• _Exercise description_: Give again, word for word, every line in the entries below from the line with "Target: green shrub" up to and including the line with "Form: x=1231 y=44", and no other line.

== Segment start ==

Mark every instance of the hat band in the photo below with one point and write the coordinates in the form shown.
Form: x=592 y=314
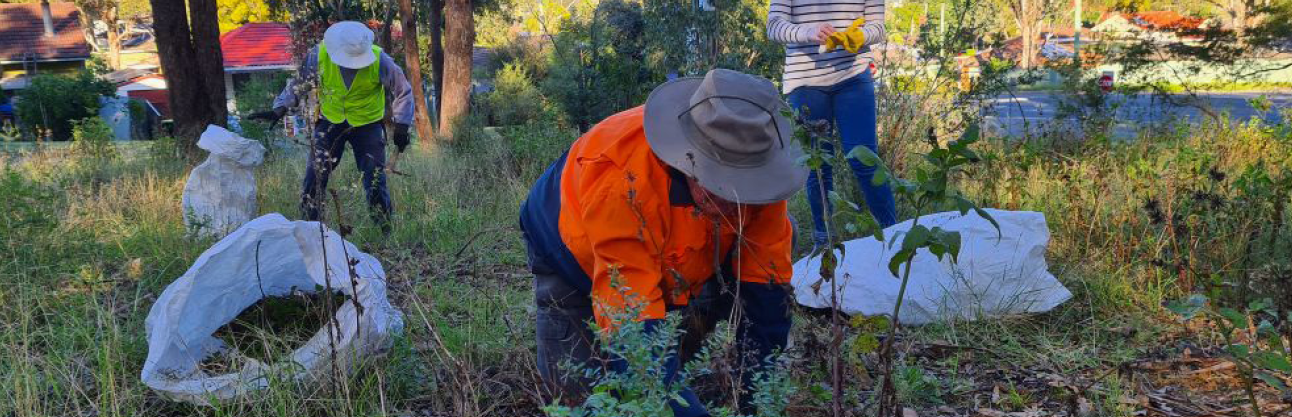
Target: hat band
x=774 y=124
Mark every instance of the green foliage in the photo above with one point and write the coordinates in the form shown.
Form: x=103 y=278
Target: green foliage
x=92 y=137
x=535 y=145
x=1252 y=341
x=687 y=40
x=640 y=390
x=257 y=94
x=53 y=101
x=597 y=66
x=514 y=98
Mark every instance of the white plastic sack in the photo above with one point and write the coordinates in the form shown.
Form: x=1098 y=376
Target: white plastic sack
x=221 y=191
x=995 y=276
x=224 y=282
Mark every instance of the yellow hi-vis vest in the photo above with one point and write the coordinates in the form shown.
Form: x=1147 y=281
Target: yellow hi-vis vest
x=362 y=103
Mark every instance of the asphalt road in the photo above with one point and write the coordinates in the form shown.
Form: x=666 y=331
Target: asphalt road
x=1035 y=111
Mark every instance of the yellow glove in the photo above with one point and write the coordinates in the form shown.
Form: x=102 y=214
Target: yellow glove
x=850 y=39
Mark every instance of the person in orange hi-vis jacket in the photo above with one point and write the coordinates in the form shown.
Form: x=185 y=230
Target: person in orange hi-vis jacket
x=656 y=208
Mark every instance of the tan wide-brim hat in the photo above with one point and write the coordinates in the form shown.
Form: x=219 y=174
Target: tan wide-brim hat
x=349 y=44
x=728 y=131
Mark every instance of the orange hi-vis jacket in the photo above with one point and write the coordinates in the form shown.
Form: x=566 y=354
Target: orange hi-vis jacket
x=615 y=221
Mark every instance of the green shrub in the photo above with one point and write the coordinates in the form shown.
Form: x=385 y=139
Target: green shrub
x=257 y=94
x=92 y=137
x=535 y=145
x=514 y=98
x=54 y=101
x=526 y=53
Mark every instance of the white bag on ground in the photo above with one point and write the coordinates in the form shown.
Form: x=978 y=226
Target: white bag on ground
x=221 y=191
x=224 y=282
x=995 y=276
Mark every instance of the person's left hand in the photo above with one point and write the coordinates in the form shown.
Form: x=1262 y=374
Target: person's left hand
x=401 y=137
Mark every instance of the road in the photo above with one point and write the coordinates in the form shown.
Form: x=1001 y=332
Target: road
x=1035 y=111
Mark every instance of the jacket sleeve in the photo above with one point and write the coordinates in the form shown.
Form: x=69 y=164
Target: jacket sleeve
x=766 y=244
x=874 y=27
x=397 y=85
x=624 y=226
x=302 y=83
x=781 y=29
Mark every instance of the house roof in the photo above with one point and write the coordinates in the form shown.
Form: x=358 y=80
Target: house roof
x=257 y=45
x=22 y=31
x=1159 y=21
x=158 y=98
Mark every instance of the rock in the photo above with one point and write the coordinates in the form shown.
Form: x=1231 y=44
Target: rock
x=221 y=193
x=996 y=275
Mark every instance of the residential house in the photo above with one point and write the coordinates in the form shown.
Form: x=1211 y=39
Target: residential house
x=39 y=40
x=1166 y=27
x=255 y=50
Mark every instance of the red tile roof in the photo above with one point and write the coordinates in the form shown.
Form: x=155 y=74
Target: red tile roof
x=256 y=45
x=23 y=31
x=159 y=98
x=1160 y=21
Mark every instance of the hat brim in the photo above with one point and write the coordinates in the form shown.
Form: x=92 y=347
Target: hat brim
x=348 y=61
x=774 y=181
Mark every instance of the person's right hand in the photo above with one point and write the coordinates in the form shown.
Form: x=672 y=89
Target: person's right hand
x=822 y=32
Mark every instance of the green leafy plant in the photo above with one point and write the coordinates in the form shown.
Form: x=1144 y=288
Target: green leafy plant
x=514 y=98
x=92 y=137
x=928 y=190
x=54 y=101
x=1252 y=341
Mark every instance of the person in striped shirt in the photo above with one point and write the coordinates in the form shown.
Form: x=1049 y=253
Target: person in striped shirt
x=835 y=87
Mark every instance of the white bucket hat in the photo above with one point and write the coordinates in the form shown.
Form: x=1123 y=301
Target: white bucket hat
x=349 y=44
x=726 y=131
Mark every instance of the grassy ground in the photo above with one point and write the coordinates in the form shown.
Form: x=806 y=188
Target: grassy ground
x=87 y=247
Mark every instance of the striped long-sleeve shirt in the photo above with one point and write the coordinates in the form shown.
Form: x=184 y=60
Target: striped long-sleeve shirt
x=795 y=22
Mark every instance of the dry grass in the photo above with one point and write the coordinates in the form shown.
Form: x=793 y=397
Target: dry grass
x=85 y=248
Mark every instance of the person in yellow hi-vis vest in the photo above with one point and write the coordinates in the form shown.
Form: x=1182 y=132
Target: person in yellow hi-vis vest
x=353 y=78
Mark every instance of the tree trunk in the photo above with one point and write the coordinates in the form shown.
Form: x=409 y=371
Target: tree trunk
x=114 y=39
x=437 y=56
x=459 y=41
x=412 y=61
x=193 y=65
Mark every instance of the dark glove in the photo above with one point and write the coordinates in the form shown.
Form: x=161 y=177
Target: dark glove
x=401 y=137
x=269 y=115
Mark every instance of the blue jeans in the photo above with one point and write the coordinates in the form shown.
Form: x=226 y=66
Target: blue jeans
x=850 y=105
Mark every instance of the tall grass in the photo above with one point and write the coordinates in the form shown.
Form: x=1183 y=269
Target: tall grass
x=85 y=248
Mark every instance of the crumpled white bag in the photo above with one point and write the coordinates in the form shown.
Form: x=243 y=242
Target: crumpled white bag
x=224 y=282
x=994 y=278
x=221 y=191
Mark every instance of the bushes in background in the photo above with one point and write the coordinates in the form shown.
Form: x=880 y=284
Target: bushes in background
x=52 y=102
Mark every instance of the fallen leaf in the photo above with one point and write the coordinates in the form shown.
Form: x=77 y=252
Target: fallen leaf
x=989 y=412
x=1084 y=407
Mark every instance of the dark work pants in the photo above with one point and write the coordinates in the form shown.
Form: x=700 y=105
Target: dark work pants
x=368 y=143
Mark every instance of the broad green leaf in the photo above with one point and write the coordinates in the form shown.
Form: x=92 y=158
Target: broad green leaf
x=1239 y=351
x=1189 y=307
x=880 y=177
x=994 y=223
x=864 y=155
x=896 y=264
x=916 y=238
x=1234 y=318
x=1273 y=381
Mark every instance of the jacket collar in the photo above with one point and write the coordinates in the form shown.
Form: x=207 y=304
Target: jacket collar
x=678 y=189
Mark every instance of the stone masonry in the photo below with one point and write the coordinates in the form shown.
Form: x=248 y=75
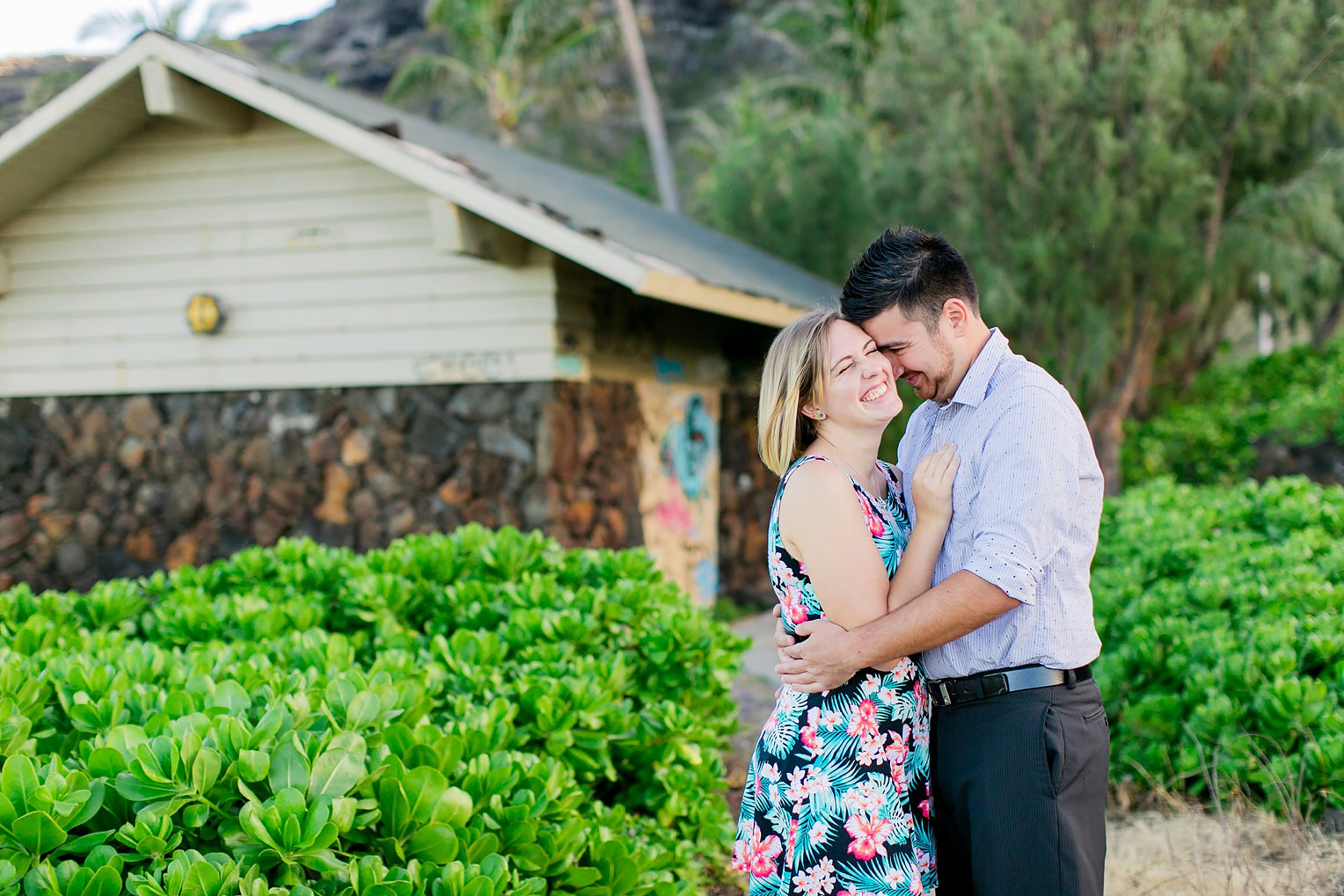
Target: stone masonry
x=96 y=488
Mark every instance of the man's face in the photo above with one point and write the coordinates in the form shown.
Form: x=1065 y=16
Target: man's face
x=919 y=356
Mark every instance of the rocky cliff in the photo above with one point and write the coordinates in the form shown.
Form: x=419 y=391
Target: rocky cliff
x=697 y=48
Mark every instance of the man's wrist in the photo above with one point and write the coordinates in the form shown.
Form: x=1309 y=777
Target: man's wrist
x=851 y=648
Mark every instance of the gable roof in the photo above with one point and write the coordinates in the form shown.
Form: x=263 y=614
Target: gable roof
x=573 y=214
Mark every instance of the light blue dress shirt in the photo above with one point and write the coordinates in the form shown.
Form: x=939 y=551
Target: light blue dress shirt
x=1026 y=508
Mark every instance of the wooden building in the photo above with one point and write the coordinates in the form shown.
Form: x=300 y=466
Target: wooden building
x=237 y=304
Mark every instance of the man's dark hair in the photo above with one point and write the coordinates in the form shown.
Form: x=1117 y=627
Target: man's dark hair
x=910 y=269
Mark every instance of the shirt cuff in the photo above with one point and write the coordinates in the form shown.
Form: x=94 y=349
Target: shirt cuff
x=1007 y=565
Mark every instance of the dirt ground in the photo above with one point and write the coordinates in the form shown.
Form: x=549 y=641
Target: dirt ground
x=1175 y=850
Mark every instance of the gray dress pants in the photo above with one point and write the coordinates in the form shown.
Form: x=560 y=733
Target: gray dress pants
x=1020 y=793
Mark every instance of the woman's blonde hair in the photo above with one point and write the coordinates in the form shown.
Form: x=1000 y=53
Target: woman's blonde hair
x=794 y=375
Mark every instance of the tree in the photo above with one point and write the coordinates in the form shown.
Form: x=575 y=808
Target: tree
x=512 y=53
x=651 y=113
x=791 y=171
x=162 y=18
x=1107 y=167
x=1121 y=176
x=839 y=38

== Segment end ==

• _Answer to this task_:
Target: green shrub
x=257 y=94
x=92 y=137
x=535 y=145
x=514 y=98
x=54 y=101
x=526 y=53
Mark every instance of the white bag on ground in the photo above with one point and write the coordinates in the form shown.
Form: x=978 y=226
Target: white bag on ground
x=221 y=191
x=224 y=282
x=995 y=276
Mark every instance of the person's left hand in the photo above with one point and write the coordinates in the form shown.
Form: x=1262 y=374
Target: person's left hand
x=401 y=137
Mark every instance of the road in the photo above with one point and write the coordinates in the form shown.
Form: x=1001 y=332
Target: road
x=1035 y=111
Mark every instance of the jacket sleeve in the photo above with one point and write the coordinates in the form shown.
Form: x=69 y=164
Target: jacket sleeve
x=766 y=244
x=874 y=27
x=397 y=85
x=624 y=226
x=302 y=83
x=781 y=29
Mark every instance of the house roof in the photo above with one point and write the coordinates in the form shown.
Form: x=358 y=80
Target: house roof
x=257 y=45
x=22 y=31
x=1159 y=21
x=158 y=98
Mark every instance of the rock in the photo above with one point and write the coordinates in the form shown.
Form: x=1231 y=44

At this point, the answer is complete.